**EXERCISE**
Swap "photo" for "image" in the material, beginning at the line that has "the man's beard" and stopping after the line that has "column 172, row 180", and reproduce only those lines with everything else unchanged.

— Start DATA SUPPLIED —

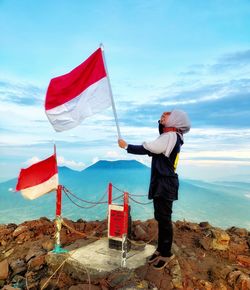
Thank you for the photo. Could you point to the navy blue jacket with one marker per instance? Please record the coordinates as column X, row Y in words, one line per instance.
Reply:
column 164, row 181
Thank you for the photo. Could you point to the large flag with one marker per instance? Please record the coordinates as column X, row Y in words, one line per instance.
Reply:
column 78, row 94
column 38, row 179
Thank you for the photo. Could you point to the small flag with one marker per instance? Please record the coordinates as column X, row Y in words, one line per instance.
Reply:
column 78, row 94
column 38, row 179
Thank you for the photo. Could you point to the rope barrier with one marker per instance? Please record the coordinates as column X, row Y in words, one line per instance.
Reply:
column 136, row 201
column 84, row 207
column 86, row 201
column 143, row 243
column 61, row 265
column 81, row 233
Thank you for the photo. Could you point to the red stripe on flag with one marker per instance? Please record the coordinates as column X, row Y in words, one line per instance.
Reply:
column 66, row 87
column 37, row 173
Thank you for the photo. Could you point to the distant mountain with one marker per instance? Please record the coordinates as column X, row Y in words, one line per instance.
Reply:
column 223, row 204
column 119, row 164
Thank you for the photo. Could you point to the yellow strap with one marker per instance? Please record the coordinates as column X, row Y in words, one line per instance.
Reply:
column 176, row 161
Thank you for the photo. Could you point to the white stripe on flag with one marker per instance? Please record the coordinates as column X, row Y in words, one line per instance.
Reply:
column 94, row 99
column 41, row 189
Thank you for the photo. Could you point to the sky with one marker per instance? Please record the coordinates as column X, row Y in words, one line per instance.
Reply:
column 161, row 55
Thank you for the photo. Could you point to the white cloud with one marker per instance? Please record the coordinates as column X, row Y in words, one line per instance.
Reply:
column 95, row 159
column 61, row 161
column 32, row 160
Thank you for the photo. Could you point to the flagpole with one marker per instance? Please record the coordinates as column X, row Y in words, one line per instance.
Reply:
column 112, row 98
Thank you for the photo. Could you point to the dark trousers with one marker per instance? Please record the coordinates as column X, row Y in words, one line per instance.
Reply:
column 163, row 214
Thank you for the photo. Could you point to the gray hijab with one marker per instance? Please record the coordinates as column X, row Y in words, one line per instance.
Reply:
column 179, row 120
column 166, row 141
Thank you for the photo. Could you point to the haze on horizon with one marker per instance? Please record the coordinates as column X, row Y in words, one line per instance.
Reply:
column 161, row 55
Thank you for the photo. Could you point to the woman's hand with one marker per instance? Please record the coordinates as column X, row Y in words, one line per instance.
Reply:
column 123, row 144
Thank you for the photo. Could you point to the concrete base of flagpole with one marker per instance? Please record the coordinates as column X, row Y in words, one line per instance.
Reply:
column 59, row 250
column 97, row 258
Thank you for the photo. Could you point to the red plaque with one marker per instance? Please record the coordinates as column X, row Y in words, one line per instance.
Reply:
column 116, row 223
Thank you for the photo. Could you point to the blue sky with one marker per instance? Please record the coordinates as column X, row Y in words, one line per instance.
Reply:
column 161, row 55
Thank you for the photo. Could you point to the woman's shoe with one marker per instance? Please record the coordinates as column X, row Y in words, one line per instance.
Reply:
column 154, row 257
column 162, row 262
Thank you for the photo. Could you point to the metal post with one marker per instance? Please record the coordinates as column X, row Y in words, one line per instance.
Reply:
column 111, row 93
column 125, row 232
column 110, row 193
column 58, row 221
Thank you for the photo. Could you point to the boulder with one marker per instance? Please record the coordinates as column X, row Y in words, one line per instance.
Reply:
column 37, row 263
column 18, row 266
column 220, row 240
column 4, row 269
column 35, row 251
column 140, row 233
column 84, row 287
column 19, row 230
column 243, row 260
column 48, row 245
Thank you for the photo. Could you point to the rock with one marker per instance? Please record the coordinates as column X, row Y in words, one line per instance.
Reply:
column 241, row 232
column 243, row 282
column 205, row 225
column 175, row 272
column 3, row 243
column 140, row 233
column 48, row 245
column 233, row 277
column 220, row 285
column 205, row 285
column 8, row 252
column 37, row 263
column 205, row 243
column 35, row 251
column 84, row 287
column 24, row 236
column 243, row 260
column 18, row 266
column 120, row 278
column 19, row 281
column 4, row 269
column 9, row 287
column 220, row 240
column 19, row 230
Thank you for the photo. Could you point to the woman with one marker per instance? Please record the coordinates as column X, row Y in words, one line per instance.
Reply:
column 164, row 182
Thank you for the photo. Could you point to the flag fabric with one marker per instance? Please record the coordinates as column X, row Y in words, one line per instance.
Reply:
column 78, row 94
column 38, row 179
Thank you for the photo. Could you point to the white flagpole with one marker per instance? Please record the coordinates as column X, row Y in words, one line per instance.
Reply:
column 112, row 99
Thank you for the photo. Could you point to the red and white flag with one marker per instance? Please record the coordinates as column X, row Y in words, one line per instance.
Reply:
column 78, row 94
column 38, row 179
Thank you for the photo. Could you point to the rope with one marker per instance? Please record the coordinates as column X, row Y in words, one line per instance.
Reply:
column 61, row 265
column 136, row 201
column 85, row 207
column 86, row 201
column 143, row 243
column 80, row 233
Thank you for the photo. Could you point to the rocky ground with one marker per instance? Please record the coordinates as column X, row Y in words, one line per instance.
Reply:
column 206, row 257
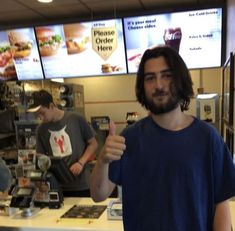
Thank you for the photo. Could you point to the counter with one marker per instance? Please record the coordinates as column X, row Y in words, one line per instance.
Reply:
column 49, row 219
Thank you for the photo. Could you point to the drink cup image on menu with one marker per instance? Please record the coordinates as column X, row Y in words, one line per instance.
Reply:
column 78, row 37
column 172, row 37
column 7, row 68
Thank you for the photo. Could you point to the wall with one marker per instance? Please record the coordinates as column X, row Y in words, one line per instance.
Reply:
column 230, row 42
column 115, row 95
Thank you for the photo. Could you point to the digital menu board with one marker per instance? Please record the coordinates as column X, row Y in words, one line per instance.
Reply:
column 196, row 35
column 82, row 49
column 25, row 54
column 7, row 67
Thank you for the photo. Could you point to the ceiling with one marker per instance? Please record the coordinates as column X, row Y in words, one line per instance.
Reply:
column 18, row 13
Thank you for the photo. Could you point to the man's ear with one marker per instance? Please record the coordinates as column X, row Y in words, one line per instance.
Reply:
column 51, row 106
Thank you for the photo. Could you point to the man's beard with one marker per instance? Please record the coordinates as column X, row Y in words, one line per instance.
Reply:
column 168, row 106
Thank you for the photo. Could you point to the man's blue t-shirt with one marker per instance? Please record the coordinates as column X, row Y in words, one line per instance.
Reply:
column 172, row 180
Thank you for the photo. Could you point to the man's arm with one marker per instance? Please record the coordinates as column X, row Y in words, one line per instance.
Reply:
column 89, row 152
column 222, row 219
column 77, row 167
column 100, row 185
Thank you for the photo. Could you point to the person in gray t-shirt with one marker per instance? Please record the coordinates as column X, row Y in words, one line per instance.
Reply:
column 5, row 176
column 65, row 135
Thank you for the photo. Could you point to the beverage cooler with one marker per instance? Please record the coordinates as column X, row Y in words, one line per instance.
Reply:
column 208, row 108
column 100, row 124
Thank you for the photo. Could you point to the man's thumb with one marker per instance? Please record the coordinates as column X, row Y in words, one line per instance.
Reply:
column 112, row 128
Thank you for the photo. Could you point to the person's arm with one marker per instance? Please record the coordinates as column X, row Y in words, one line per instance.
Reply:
column 222, row 218
column 5, row 176
column 89, row 152
column 100, row 185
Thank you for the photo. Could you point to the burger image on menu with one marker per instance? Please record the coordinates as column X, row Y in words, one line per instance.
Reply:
column 7, row 68
column 21, row 45
column 77, row 38
column 48, row 41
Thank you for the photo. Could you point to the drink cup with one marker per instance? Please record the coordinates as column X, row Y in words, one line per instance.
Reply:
column 172, row 37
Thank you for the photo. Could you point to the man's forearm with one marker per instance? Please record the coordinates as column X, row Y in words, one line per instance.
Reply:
column 222, row 219
column 100, row 185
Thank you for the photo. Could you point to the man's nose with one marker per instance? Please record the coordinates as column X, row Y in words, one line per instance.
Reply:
column 158, row 82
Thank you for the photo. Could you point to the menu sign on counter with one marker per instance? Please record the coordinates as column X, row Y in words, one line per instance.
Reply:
column 196, row 35
column 82, row 49
column 25, row 54
column 7, row 67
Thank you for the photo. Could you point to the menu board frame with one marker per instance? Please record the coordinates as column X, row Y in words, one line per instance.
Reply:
column 23, row 49
column 143, row 25
column 89, row 60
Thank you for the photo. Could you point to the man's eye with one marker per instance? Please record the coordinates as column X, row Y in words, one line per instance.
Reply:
column 167, row 75
column 149, row 78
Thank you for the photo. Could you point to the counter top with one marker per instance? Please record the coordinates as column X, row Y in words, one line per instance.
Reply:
column 49, row 219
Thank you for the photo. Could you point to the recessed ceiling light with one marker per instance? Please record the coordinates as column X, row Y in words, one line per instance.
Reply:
column 45, row 1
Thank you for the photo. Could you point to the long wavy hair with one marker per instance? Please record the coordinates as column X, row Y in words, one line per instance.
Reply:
column 181, row 80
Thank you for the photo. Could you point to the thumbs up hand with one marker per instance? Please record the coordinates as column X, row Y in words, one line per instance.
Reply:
column 114, row 146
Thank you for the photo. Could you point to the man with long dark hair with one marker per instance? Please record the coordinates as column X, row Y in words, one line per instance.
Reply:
column 176, row 172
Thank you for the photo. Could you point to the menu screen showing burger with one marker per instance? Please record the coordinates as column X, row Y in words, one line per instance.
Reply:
column 25, row 54
column 196, row 35
column 7, row 67
column 82, row 49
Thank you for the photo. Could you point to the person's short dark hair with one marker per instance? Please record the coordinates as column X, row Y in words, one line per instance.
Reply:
column 182, row 81
column 40, row 98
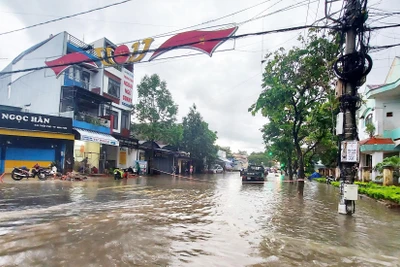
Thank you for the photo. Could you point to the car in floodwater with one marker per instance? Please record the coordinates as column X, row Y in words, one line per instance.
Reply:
column 254, row 174
column 216, row 169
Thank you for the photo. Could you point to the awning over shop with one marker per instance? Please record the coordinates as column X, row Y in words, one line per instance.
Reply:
column 91, row 136
column 224, row 160
column 13, row 132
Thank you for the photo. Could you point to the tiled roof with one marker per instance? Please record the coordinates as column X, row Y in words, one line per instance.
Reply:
column 377, row 141
column 374, row 86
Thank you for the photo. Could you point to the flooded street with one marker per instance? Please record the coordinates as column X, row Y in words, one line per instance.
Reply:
column 212, row 220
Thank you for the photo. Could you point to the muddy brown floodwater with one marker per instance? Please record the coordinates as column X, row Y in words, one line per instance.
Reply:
column 212, row 220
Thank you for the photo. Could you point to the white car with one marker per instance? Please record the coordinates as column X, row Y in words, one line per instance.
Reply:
column 216, row 169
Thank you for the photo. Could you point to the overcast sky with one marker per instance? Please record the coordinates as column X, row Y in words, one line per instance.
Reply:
column 224, row 86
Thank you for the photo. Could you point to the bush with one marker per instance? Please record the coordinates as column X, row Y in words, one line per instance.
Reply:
column 373, row 190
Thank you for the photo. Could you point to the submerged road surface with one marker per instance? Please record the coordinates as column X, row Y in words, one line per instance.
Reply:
column 212, row 220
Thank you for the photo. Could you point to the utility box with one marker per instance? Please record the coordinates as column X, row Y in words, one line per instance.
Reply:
column 350, row 192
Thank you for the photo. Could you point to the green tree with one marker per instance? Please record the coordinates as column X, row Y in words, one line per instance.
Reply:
column 198, row 139
column 296, row 84
column 370, row 129
column 393, row 161
column 173, row 135
column 155, row 111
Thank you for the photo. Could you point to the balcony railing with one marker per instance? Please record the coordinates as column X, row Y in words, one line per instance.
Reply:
column 82, row 45
column 89, row 118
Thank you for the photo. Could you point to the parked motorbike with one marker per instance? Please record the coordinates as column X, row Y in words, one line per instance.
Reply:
column 18, row 173
column 122, row 173
column 330, row 179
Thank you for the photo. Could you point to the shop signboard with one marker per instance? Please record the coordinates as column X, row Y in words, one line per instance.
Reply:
column 98, row 139
column 34, row 122
column 349, row 151
column 126, row 88
column 127, row 142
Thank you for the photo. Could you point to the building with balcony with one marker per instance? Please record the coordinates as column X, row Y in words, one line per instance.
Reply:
column 94, row 96
column 382, row 109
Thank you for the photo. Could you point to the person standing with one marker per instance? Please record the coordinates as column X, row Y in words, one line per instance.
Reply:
column 191, row 169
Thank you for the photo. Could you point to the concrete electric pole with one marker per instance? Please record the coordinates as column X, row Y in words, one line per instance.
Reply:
column 351, row 68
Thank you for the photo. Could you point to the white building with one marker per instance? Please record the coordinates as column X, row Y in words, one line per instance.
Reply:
column 98, row 98
column 382, row 108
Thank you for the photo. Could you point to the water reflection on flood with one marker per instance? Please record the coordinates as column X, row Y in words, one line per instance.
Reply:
column 205, row 221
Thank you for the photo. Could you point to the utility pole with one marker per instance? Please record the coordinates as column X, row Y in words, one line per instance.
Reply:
column 351, row 70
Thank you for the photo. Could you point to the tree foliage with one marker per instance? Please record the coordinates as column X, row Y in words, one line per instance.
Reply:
column 198, row 139
column 297, row 85
column 156, row 110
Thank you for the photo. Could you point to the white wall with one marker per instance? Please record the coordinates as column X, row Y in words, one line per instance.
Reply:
column 391, row 123
column 39, row 88
column 42, row 93
column 376, row 158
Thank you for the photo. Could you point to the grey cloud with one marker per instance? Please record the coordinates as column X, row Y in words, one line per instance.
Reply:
column 224, row 86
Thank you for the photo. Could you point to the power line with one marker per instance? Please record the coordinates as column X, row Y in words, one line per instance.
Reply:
column 175, row 47
column 383, row 27
column 203, row 23
column 66, row 17
column 384, row 46
column 292, row 6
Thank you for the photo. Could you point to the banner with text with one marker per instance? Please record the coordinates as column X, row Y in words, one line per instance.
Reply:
column 127, row 88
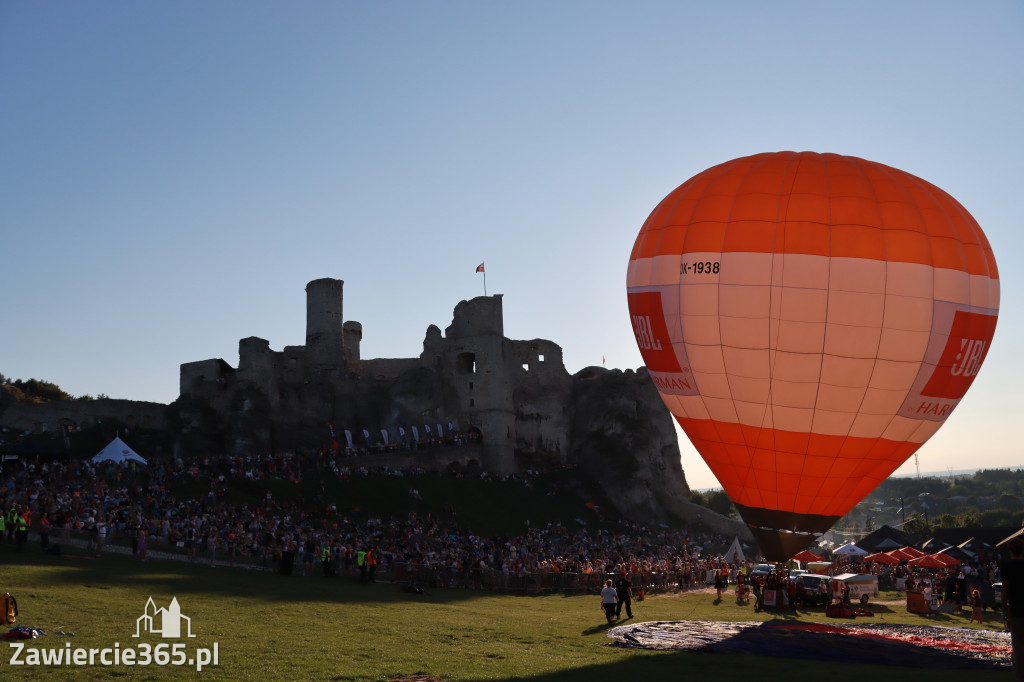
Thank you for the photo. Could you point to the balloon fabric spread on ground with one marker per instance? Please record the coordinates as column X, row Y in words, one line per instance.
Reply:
column 810, row 320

— End DATA SUPPLIED —

**ANSWER TO THIS TASK**
Thank you for the image. Could you point to the man's beard with one marker per instance? Please record the coordinates as column X, row Y in words, one line per instance.
Reply:
column 168, row 106
Thank you for the image. Could you point to the man's blue t-shirt with one marker per instance? Please record the coordinates as column X, row Y in words, one line per instance.
Reply:
column 172, row 180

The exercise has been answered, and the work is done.